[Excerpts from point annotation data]
....
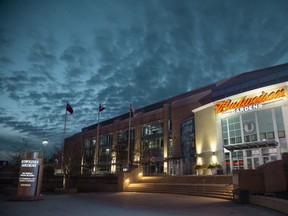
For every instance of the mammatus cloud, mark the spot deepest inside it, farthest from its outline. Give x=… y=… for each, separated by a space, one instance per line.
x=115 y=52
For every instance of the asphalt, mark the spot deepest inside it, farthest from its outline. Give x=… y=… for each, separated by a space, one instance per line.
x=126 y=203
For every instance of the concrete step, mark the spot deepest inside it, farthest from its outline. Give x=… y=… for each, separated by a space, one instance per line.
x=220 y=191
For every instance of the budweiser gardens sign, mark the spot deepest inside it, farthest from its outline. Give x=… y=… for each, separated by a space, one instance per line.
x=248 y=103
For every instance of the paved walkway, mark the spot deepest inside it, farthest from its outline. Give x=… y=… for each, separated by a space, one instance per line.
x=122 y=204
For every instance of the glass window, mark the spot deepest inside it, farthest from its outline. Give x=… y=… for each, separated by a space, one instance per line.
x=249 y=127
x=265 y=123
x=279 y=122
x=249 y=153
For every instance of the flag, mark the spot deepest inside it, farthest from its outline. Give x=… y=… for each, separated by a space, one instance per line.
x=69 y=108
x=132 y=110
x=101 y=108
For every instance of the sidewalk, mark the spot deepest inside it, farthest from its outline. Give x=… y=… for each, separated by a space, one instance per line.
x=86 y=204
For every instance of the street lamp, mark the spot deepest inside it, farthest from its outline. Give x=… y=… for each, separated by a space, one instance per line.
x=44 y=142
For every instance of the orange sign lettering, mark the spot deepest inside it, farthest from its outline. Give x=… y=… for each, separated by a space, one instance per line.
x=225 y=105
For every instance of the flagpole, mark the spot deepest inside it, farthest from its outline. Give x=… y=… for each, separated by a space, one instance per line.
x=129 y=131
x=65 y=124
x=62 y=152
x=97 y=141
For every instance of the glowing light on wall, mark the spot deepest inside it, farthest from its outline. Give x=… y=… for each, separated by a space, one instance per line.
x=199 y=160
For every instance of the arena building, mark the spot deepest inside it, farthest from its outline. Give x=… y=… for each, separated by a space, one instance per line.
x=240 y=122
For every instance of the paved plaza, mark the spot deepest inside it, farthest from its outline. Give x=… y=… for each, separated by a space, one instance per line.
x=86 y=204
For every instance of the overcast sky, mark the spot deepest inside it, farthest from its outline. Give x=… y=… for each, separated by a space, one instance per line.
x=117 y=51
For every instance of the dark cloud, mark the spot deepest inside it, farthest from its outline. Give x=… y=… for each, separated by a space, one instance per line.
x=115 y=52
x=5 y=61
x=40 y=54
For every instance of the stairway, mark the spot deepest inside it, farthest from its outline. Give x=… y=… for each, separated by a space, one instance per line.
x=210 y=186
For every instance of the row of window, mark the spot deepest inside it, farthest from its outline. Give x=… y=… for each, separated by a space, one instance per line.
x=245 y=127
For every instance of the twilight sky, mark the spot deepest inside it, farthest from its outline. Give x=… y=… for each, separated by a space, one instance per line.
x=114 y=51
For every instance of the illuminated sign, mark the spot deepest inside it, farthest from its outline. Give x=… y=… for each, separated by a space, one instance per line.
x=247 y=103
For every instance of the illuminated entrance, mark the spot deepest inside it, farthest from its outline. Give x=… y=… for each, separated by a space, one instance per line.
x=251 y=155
....
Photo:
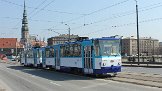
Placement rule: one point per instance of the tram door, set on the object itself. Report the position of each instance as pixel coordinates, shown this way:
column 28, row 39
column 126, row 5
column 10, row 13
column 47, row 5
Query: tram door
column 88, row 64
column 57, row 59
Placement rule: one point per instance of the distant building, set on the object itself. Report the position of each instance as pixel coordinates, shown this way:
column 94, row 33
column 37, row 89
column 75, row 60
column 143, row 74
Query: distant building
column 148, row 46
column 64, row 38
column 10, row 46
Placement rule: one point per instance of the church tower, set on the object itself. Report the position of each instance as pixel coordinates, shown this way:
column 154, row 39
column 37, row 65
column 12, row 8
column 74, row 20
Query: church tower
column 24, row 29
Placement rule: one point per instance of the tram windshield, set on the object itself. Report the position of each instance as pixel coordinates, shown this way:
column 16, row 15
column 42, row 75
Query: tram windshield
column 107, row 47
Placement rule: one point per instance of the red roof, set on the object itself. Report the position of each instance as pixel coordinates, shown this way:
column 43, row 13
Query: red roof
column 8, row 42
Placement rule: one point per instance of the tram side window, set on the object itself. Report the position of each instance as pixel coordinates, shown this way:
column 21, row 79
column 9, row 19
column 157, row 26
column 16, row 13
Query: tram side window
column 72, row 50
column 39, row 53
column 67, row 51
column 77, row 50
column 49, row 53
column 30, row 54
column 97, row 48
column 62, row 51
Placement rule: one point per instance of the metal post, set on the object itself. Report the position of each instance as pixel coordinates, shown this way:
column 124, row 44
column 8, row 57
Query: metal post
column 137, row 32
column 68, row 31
....
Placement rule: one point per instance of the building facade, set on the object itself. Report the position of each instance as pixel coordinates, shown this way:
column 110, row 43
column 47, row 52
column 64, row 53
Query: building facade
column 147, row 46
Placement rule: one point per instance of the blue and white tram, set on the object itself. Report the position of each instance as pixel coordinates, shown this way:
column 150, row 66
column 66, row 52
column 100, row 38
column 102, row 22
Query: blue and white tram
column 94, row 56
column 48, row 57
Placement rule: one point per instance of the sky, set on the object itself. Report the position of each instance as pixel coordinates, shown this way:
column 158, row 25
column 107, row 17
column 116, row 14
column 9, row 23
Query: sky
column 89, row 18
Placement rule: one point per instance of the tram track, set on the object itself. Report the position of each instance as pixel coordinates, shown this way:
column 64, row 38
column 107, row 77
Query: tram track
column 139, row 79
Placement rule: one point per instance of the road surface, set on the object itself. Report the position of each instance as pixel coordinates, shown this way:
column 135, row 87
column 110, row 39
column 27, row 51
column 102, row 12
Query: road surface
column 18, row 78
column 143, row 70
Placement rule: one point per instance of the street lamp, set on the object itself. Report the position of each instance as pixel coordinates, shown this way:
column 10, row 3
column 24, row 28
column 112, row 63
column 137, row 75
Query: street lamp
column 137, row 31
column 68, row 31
....
Exercise aim: Give the lines of the material above from the line containing "Placement rule: one point per instance of the sky, set" through the line containing "column 89, row 18", both included, as a JSON list of strings with one string per line and blank lines left out.

Answer to this problem:
[
  "Placement rule: one point per instance of the sky, set on the object itself. Report the position of each instance as pixel coordinates, shown this way:",
  "column 158, row 25",
  "column 107, row 17",
  "column 116, row 14",
  "column 9, row 23",
  "Query: sky",
  "column 89, row 18"
]